U.S. Rep. Lois Frankel announced on Monday in Palm Beach County that she is leading an effort to honor the last living member of the Nuremberg Trials’ prosecutorial team with the Congressional Gold Medal.
Frankel said she has the support of a bipartisan group of lawmakers including U.S. Reps. Frederica Wilson, Maria Elvira Salazar, Mario Diaz-Balart and Ted Deutch to award Benjamin Ferencz the medal.
Ferencz, who lives in a retirement community in Delray Beach, said he devoted most of his life to advancing the idea that international law can prevent wars.
“You can’t go around killing everybody because you don’t agree with them … treat other human beings as human beings, not like animals,” Ferencz said.
Ferencz was born on March 11, 1920 in Soncuta-Mare in Romania, and he was a baby when his family emigrated to New York. He graduated from Harvard’s law school in 1943. During World War II, he landed in Normandy and survived the Battle of the Bulge.
Soon after, he was assigned to the U.S. Army’s war crimes branch and he helped to collect evidence at Buchenwald, Dachau, and Mauthausen. Ferencz was a sergeant when the U.S. Army honorably discharged him and he returned to New York.
“Indelibly seared into my memory are the scenes I witnessed while liberating these centers of death and destruction,” Ferencz wrote in his 1988 book “Planethood: The Key To Your Future.”

#### Tasks for this exercise
**a)** Please reproduce the part of the Ferencz article that opens with the words containing "Ferencz, who lives" and closes with "returned to New York.".
**b)** Write the next part of the Ferencz article, picking up after its last sentence.
The records aren't needed for any of this.

#### Record set
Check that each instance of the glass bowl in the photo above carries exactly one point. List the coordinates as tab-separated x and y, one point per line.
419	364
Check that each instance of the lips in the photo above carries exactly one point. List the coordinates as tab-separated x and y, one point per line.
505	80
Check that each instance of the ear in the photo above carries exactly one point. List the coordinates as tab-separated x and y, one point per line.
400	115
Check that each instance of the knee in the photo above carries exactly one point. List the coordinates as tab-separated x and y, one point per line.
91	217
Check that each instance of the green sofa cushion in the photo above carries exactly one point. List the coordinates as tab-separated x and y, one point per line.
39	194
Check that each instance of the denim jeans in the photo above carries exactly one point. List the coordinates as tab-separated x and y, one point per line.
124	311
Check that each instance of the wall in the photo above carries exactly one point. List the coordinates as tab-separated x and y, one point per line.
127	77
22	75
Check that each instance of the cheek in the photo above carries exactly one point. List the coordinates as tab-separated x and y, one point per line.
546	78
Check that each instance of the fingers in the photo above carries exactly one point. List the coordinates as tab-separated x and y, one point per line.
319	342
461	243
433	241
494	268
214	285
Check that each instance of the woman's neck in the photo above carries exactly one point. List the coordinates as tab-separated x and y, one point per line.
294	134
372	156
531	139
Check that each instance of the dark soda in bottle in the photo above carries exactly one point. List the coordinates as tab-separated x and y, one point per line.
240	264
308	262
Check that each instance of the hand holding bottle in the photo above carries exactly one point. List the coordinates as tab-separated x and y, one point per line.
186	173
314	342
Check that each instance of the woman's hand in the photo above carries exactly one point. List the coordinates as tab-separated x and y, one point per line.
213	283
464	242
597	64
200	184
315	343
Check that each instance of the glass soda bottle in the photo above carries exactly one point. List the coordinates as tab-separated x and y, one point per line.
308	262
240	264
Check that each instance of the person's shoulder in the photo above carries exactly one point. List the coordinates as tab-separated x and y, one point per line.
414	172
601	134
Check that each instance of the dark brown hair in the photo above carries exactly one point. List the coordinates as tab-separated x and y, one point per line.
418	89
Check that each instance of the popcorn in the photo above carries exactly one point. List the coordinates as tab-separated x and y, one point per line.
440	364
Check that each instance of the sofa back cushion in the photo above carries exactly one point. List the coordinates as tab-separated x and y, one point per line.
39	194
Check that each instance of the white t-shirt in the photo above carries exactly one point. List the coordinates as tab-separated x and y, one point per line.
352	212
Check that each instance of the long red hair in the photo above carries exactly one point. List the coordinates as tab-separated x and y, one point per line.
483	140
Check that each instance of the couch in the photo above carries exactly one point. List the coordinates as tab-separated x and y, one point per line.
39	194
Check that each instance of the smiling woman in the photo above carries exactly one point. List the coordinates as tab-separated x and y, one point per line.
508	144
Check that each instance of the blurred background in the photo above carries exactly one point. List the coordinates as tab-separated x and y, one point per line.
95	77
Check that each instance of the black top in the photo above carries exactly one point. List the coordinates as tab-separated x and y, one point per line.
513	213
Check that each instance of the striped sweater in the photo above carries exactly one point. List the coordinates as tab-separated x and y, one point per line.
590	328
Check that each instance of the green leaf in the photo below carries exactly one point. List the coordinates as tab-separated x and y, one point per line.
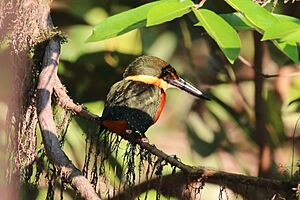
293	37
281	30
257	15
286	18
168	11
262	20
290	49
225	36
238	21
122	23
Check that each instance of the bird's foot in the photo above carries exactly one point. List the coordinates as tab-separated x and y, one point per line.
143	139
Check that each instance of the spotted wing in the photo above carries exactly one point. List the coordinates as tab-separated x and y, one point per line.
134	102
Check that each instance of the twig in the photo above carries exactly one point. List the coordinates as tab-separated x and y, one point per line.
211	176
248	64
48	128
260	133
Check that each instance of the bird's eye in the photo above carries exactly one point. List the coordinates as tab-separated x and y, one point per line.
164	73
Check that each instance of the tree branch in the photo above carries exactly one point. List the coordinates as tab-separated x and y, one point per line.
229	180
48	128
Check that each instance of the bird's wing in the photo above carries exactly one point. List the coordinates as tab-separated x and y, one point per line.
133	101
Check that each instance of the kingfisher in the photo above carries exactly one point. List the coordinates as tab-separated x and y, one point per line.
136	102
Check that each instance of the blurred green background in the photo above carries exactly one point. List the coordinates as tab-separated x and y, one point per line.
216	134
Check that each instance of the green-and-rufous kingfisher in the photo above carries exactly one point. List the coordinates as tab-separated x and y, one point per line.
136	102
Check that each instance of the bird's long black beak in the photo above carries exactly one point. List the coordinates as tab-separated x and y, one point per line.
185	86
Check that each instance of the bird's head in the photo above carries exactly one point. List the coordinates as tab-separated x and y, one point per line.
153	70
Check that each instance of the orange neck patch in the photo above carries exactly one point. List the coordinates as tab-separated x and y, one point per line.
150	80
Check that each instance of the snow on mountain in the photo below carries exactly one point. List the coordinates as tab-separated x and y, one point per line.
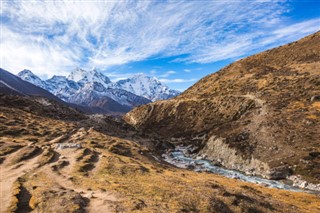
27	75
82	77
148	87
90	88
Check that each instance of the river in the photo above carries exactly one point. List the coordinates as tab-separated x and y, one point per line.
181	160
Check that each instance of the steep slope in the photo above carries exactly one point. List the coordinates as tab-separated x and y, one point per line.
96	164
148	87
88	89
260	115
11	82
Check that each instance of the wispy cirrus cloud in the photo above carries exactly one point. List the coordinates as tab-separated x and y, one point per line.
167	74
51	37
177	80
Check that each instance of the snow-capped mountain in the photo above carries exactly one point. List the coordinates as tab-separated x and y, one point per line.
27	75
92	88
82	77
148	87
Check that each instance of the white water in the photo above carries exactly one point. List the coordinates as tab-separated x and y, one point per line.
179	159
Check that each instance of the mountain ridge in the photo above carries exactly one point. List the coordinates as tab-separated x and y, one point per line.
92	88
257	115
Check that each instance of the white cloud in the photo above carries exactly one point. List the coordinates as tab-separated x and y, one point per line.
177	80
167	74
50	37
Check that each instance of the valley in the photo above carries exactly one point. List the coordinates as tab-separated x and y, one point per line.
236	141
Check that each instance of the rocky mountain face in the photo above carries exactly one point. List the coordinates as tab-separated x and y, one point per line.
148	87
259	115
93	89
11	84
54	159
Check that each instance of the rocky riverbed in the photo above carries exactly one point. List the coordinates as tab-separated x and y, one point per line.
179	157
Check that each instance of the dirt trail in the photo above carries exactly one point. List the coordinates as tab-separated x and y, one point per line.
9	175
59	169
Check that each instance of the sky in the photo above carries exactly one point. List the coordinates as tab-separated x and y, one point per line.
178	42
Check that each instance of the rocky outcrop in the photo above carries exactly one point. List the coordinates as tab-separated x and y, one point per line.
260	113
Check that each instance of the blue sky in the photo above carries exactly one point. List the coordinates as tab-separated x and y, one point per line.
178	42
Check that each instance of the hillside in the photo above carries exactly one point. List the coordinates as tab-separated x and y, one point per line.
260	115
111	167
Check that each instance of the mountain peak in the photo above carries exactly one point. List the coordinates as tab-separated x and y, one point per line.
27	75
147	86
91	76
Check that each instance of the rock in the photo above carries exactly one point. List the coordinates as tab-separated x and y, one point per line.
315	98
280	172
191	167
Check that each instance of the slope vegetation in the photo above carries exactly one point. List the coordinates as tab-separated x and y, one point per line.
260	115
55	163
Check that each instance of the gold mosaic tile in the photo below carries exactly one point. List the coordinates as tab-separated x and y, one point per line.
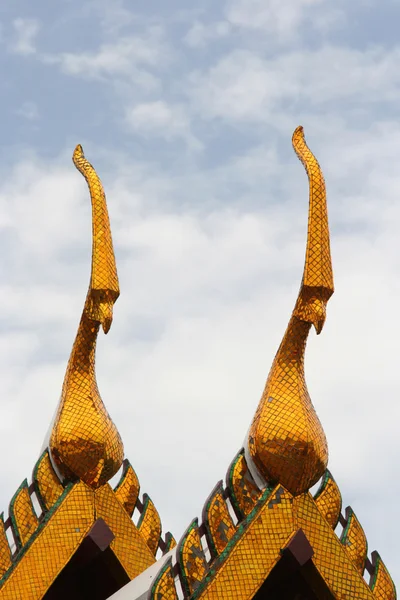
22	515
252	552
354	540
127	490
244	491
330	557
192	560
286	439
218	521
381	583
164	585
85	443
149	524
5	553
128	545
329	499
170	542
47	484
50	549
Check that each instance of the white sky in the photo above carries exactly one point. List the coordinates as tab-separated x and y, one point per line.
187	114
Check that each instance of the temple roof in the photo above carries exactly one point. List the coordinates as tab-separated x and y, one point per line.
262	534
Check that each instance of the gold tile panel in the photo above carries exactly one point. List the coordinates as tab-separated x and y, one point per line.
253	551
128	545
286	439
170	542
127	490
5	553
23	516
354	540
47	484
192	560
51	548
381	583
85	443
330	557
149	524
329	499
164	585
244	491
218	522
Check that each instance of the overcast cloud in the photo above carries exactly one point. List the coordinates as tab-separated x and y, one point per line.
187	115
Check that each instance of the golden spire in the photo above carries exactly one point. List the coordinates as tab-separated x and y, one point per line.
84	441
286	439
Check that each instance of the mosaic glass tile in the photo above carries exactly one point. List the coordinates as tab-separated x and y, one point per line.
354	540
253	551
51	547
85	443
243	489
218	521
164	585
5	553
149	524
329	499
23	516
381	583
170	542
47	485
128	545
192	560
286	439
127	490
330	557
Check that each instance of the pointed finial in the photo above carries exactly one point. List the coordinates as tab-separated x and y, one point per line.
84	442
286	439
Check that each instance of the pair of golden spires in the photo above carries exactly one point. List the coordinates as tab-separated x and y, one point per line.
286	441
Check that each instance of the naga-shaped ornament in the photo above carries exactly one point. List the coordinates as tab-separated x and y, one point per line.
286	440
84	442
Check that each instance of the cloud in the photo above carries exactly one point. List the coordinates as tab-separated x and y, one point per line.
127	59
281	21
199	34
161	119
243	85
26	31
28	110
207	290
209	244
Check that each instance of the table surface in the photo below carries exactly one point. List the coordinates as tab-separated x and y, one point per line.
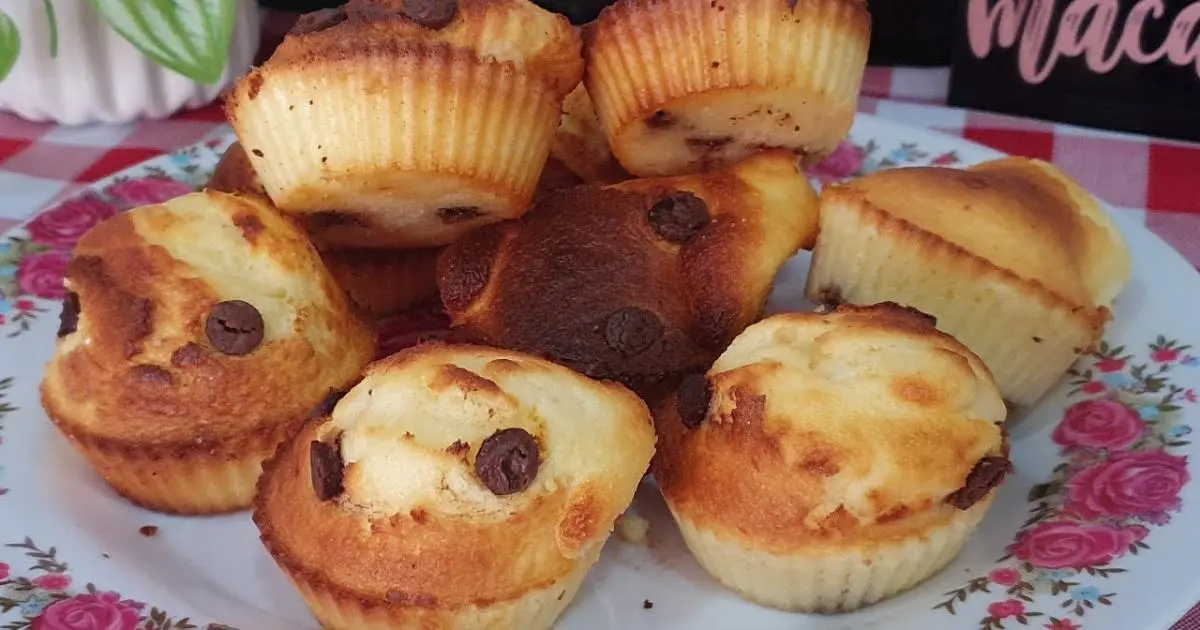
1152	180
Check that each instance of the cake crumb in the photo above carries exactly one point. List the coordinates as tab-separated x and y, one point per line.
633	528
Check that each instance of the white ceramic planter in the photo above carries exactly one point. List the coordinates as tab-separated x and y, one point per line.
97	76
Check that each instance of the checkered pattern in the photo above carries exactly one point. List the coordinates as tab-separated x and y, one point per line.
1150	179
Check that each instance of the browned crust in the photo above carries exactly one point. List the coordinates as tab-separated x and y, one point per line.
376	29
641	24
546	283
1095	318
385	282
367	562
148	382
703	472
184	478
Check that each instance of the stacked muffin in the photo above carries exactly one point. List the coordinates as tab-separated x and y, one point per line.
603	217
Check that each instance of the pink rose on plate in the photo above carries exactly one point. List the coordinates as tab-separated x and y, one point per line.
1003	610
63	225
1072	545
41	274
90	611
1099	424
1129	484
53	581
1005	576
147	191
845	161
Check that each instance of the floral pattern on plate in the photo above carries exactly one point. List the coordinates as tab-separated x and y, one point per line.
1117	479
42	599
34	258
1119	444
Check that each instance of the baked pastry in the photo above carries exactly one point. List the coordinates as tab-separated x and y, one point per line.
639	281
381	282
421	119
455	487
1012	257
581	144
196	336
684	85
826	462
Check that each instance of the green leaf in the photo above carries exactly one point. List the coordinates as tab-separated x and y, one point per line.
10	45
52	18
187	36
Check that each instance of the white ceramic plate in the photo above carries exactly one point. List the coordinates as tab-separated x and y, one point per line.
1095	531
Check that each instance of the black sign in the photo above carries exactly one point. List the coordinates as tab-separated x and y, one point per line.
1128	65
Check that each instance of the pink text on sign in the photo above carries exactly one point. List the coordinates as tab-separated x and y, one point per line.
1103	43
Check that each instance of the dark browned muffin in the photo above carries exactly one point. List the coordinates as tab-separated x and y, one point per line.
637	281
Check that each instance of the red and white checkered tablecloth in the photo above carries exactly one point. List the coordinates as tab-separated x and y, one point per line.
1153	180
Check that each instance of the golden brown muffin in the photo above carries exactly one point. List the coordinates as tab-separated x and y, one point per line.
827	462
1012	257
381	282
581	144
683	85
456	487
418	121
197	335
637	281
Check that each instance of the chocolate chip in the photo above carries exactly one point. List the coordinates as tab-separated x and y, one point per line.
631	330
325	461
708	144
508	461
660	120
234	328
69	319
327	405
983	478
431	13
459	214
318	21
679	216
691	401
151	373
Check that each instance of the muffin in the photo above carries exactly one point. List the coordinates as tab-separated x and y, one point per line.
421	120
826	462
455	487
684	85
1012	257
196	336
637	281
381	282
581	145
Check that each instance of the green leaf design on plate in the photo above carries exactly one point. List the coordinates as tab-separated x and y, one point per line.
10	45
189	36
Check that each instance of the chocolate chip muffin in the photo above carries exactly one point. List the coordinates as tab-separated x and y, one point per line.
683	85
381	282
637	281
196	335
420	120
1012	256
456	486
581	144
826	462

#### Answers given
**a)**
Ferencz, who lives in a retirement community in Delray Beach, said he devoted most of his life to advancing the idea that international law can prevent wars.
“You can’t go around killing everybody because you don’t agree with them … treat other human beings as human beings, not like animals,” Ferencz said.
Ferencz was born on March 11, 1920 in Soncuta-Mare in Romania, and he was a baby when his family emigrated to New York. He graduated from Harvard’s law school in 1943. During World War II, he landed in Normandy and survived the Battle of the Bulge.
Soon after, he was assigned to the U.S. Army’s war crimes branch and he helped to collect evidence at Buchenwald, Dachau, and Mauthausen. Ferencz was a sergeant when the U.S. Army honorably discharged him and he returned to New York.

**b)**
U.S. Army Gen. Telford Taylor recruited Ferencz to join a research team to review evidence in Berlin. Ferencz came across reports on the Einsatzgruppen, the mobile killing units of ideological fighters who followed the German Army to commit mass murder.
As the Nuremberg Trials were ongoing, Ferencz told Taylor he had enough evidence for a new trial. Prosecutors were so busy that Taylor appointed him to lead the case. He would go on to make history as the U.S. chief prosecutor in the Einsatzgruppen case, the 9th of the 12 Nuremberg Trials.
Ferencz, who is Jewish, was just 27 years old when he faced his first courtroom trial, as the world was watching. The indictment consisted of three counts: Crimes against humanity, murder and ill-treatment of prisoners of war, and membership of an illegal organization.
Benjamin Ferencz shared this identification with the United States Holocaust Memorial Museum’s Simon-Skjodt Center for the Prevention of Genocide’s Ferencz International Justice Initiative.
Ferencz’s exhibits included official records of the Einsatzgruppen that documented the mass murder of Jews, Communists, Gypsies, the disabled, mental health patients, and other groups. The exhibits included evidence of a massacre of more than 33,000, including children, in the Babi Yar ravine near the Ukrainian capital of Kyiv.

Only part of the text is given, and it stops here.